### TASK TO COMPLETE
Could you copy, word for word, only the lines from the one containing "Category: dormer window" through the last line of the records below, both included?

___ PROVIDED DATA ___

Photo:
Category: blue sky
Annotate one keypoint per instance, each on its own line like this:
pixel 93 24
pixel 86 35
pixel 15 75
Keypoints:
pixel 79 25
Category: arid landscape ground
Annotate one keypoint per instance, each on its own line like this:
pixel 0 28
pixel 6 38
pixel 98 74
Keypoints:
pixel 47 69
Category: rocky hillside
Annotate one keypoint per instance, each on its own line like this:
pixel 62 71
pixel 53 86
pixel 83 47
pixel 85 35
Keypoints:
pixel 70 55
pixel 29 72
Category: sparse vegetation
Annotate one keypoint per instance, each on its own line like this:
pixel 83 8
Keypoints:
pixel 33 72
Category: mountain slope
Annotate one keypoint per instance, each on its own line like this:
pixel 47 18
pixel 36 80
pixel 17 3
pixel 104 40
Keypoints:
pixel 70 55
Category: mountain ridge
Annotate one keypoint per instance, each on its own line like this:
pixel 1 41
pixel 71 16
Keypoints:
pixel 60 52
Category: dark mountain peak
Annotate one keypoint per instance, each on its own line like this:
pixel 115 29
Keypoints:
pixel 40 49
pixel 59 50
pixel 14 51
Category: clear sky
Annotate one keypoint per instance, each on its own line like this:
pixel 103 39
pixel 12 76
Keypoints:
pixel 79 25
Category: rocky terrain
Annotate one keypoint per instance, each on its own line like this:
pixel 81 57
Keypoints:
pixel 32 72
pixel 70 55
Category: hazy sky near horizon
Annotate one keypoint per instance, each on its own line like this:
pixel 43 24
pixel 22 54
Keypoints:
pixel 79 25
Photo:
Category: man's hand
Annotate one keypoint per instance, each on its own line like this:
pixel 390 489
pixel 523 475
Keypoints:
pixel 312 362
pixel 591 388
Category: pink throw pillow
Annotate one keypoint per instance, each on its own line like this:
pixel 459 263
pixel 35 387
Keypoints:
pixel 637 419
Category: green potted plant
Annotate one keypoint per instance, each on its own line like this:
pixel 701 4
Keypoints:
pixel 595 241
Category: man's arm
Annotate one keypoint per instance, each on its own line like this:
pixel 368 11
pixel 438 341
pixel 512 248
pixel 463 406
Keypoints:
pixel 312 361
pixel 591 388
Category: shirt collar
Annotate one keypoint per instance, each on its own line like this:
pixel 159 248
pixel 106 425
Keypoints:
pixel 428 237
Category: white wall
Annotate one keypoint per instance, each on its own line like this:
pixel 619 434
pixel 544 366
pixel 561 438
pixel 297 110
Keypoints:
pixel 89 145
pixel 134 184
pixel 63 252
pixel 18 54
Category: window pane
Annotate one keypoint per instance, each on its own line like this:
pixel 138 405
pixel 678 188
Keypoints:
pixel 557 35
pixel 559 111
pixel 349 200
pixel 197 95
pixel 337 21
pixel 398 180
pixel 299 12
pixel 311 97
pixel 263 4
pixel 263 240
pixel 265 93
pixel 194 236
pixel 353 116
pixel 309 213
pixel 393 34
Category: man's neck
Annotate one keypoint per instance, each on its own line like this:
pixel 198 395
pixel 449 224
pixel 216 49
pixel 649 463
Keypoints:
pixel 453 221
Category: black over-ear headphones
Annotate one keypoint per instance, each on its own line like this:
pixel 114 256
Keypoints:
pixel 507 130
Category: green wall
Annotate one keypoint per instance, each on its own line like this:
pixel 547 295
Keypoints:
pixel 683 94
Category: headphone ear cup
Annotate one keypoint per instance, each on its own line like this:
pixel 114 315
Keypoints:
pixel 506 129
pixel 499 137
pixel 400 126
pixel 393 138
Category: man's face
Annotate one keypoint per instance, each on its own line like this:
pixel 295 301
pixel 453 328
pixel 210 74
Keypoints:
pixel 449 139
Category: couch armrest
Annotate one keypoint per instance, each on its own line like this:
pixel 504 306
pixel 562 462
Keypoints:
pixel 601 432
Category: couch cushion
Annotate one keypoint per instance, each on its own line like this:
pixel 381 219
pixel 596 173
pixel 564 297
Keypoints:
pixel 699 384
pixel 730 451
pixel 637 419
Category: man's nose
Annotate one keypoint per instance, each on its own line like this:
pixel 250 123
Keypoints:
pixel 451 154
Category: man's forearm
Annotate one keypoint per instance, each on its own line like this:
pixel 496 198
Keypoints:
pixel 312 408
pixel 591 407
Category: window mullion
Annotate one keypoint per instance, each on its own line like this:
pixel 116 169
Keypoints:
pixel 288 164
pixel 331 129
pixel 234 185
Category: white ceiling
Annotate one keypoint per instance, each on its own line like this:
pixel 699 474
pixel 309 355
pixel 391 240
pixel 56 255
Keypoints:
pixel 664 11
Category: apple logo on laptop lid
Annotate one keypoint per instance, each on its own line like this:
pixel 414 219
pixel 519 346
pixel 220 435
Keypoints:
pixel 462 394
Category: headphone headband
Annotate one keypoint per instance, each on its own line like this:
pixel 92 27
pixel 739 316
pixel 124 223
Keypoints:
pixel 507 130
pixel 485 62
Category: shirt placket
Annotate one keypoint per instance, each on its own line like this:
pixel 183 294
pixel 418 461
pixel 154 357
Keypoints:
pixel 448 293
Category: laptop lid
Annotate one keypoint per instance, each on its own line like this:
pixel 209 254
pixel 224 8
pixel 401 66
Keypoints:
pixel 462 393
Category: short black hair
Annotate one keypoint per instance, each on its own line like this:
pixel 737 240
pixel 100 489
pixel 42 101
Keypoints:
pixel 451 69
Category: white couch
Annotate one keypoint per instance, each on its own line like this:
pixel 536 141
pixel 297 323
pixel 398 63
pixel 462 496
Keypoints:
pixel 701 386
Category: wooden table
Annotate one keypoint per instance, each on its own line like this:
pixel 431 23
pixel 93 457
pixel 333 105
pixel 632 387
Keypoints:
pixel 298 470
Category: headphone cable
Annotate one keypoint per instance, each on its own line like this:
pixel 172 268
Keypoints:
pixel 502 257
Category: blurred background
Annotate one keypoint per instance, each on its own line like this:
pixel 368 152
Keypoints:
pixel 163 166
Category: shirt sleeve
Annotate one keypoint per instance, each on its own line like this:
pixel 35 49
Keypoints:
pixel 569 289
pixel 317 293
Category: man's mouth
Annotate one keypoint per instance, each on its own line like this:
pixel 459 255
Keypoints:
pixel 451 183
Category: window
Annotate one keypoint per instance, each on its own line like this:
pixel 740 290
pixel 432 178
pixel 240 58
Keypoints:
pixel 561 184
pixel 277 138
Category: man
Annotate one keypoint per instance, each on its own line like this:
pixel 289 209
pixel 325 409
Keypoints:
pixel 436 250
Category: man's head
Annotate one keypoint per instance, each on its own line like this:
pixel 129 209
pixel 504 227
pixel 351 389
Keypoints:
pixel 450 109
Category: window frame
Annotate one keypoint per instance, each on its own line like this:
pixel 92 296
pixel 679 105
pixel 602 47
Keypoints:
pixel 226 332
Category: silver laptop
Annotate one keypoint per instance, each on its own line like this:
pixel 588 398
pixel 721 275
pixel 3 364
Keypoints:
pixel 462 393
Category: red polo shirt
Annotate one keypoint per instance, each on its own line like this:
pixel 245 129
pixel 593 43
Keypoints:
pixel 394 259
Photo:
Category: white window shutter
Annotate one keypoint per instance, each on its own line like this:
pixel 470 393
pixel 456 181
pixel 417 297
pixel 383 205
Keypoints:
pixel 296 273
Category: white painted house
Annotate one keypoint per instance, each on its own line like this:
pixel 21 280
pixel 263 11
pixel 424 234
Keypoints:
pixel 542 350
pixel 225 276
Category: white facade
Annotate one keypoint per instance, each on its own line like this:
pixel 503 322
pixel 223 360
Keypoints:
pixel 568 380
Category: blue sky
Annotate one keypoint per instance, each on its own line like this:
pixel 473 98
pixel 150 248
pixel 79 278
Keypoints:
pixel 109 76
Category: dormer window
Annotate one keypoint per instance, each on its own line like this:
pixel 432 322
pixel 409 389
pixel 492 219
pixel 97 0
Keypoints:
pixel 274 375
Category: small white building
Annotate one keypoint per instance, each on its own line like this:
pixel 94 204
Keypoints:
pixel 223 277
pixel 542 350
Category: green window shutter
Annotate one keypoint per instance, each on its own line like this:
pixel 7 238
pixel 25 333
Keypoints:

___

### ANSWER FOR THE TASK
Category: dormer window
Annotate one keypoint per instance, each on its own line like this:
pixel 432 322
pixel 409 389
pixel 492 219
pixel 97 0
Keypoints:
pixel 274 375
Category: small white building
Annotate one keypoint per instance, each on its own line like this:
pixel 94 204
Keypoints:
pixel 223 277
pixel 542 350
Category: green window shutter
Annotate one keypoint per instance, each on its own line like this:
pixel 7 238
pixel 25 333
Keypoints:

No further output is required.